# [Stated problem]
Please turn the records, from the start up to and including the line with "column 159, row 920", into a numbered list, skipping blank lines. Leave the pictures out of your answer.

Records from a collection
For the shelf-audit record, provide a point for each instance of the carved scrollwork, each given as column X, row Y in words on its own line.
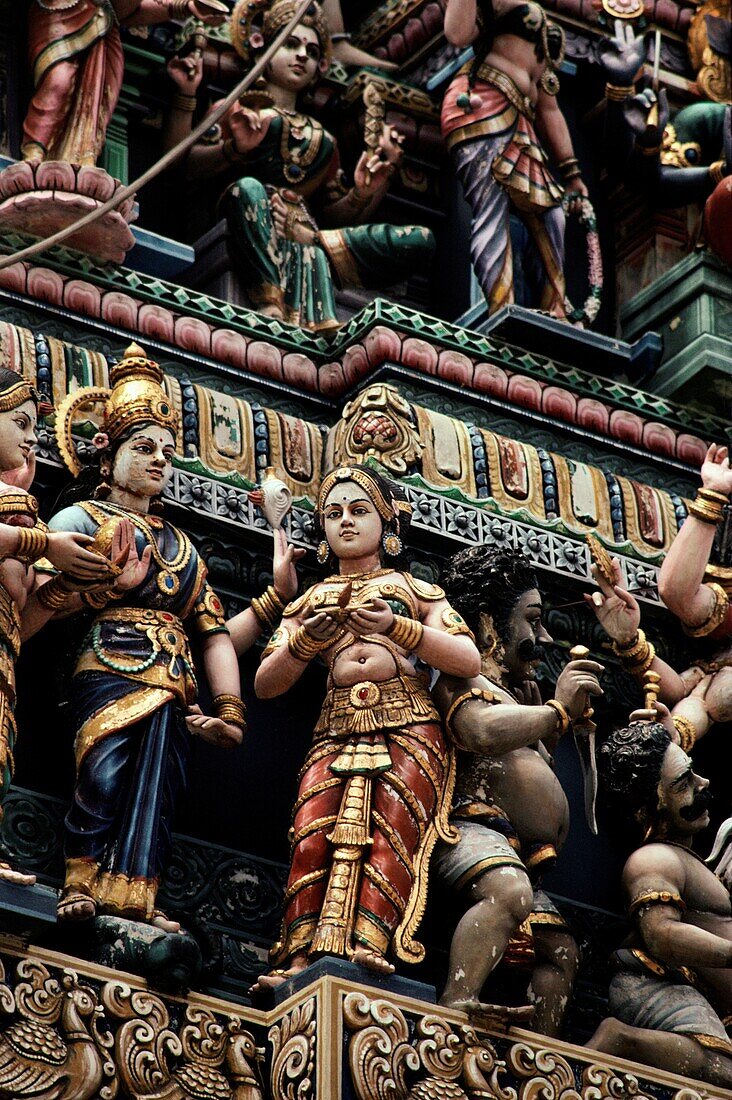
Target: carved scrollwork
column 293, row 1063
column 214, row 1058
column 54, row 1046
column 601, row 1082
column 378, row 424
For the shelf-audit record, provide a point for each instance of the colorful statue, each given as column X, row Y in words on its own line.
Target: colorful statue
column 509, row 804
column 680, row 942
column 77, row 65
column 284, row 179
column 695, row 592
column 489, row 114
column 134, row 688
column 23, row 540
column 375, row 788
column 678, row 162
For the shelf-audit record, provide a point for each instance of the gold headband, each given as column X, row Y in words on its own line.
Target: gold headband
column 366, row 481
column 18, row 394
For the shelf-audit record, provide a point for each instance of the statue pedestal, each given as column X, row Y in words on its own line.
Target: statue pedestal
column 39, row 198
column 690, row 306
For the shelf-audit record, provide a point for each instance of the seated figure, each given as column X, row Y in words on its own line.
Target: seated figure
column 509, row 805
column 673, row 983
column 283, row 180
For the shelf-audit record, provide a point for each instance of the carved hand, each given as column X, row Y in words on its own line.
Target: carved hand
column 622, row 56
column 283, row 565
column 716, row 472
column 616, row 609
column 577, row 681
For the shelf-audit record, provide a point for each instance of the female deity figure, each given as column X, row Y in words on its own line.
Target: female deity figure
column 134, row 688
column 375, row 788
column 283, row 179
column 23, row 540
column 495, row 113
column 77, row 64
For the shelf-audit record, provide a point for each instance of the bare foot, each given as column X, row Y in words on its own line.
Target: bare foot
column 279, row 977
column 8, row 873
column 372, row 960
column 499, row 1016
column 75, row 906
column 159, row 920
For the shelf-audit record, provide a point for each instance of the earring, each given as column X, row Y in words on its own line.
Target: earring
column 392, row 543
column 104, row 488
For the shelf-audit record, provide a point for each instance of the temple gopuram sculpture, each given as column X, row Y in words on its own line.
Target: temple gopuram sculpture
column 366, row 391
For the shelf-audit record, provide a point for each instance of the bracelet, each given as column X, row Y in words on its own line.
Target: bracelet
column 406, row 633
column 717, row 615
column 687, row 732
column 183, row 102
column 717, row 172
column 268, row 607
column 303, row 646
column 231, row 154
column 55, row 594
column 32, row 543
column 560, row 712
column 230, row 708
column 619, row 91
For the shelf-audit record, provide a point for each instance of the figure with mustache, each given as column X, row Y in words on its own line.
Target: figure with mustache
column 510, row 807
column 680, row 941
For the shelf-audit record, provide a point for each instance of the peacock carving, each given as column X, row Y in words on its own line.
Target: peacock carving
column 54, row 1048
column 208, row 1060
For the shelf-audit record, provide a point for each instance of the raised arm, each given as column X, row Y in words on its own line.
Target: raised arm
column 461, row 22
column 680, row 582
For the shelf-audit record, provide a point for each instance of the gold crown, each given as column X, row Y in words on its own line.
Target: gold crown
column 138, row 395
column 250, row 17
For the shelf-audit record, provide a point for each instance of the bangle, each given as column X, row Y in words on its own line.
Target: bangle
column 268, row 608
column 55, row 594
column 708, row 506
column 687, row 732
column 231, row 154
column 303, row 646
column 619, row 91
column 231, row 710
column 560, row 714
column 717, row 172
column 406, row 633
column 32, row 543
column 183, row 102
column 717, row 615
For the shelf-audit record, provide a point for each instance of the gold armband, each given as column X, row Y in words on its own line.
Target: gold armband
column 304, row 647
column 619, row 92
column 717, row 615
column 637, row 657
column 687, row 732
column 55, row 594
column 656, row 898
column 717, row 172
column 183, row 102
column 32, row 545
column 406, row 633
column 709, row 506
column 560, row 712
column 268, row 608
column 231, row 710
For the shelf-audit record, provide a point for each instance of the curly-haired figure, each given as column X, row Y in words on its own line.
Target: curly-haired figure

# [Result of the task]
1. For the shelf-audit record, provide a point for each instance of the carved scrollwork, each given as column X, row Y in words on its own line.
2. Target: carved scrollwork
3. column 293, row 1063
4. column 214, row 1058
5. column 54, row 1046
6. column 601, row 1082
7. column 378, row 424
8. For the shelf-audit record, provide a point for each instance of the colorful statue, each given as column X, row Y in words on its own line.
9. Target: colorful statue
10. column 509, row 804
11. column 680, row 942
12. column 77, row 65
13. column 284, row 179
14. column 695, row 592
15. column 489, row 114
16. column 134, row 688
17. column 23, row 540
18. column 375, row 788
19. column 678, row 162
20. For the shelf-audit record, provide a point for each instance of the gold headband, each given as column X, row Y in words on its own line.
21. Target: gold headband
22. column 366, row 481
23. column 18, row 394
24. For the shelf-audit record, provide a point for each instance of the statue pedestal, each given as column X, row Y in words on its own line.
25. Target: statue pedestal
26. column 39, row 198
27. column 690, row 306
28. For the shelf-audit record, provide a point for each instance of the seated figure, each given as column X, row Y in words on its own line.
29. Target: seated figure
30. column 509, row 805
31. column 673, row 983
32. column 283, row 180
33. For the shelf-audit record, provide a point for each instance of the carved hand, each given as column X, row Y in words on its own line.
34. Target: carved hand
35. column 622, row 56
36. column 283, row 565
37. column 716, row 472
38. column 616, row 609
39. column 577, row 681
40. For the shelf-audit record, provide a point for each instance of the female deity figure, each given as column X, row Y in words on its own line.
41. Target: female deity figure
42. column 134, row 688
43. column 375, row 788
44. column 283, row 179
45. column 23, row 540
46. column 495, row 113
47. column 77, row 64
48. For the shelf-audit record, provide a point for each instance of the bare foot, each given as column X, row Y in words on its own line.
49. Target: bare foot
50. column 279, row 977
51. column 8, row 873
52. column 372, row 960
53. column 499, row 1016
54. column 75, row 906
55. column 159, row 920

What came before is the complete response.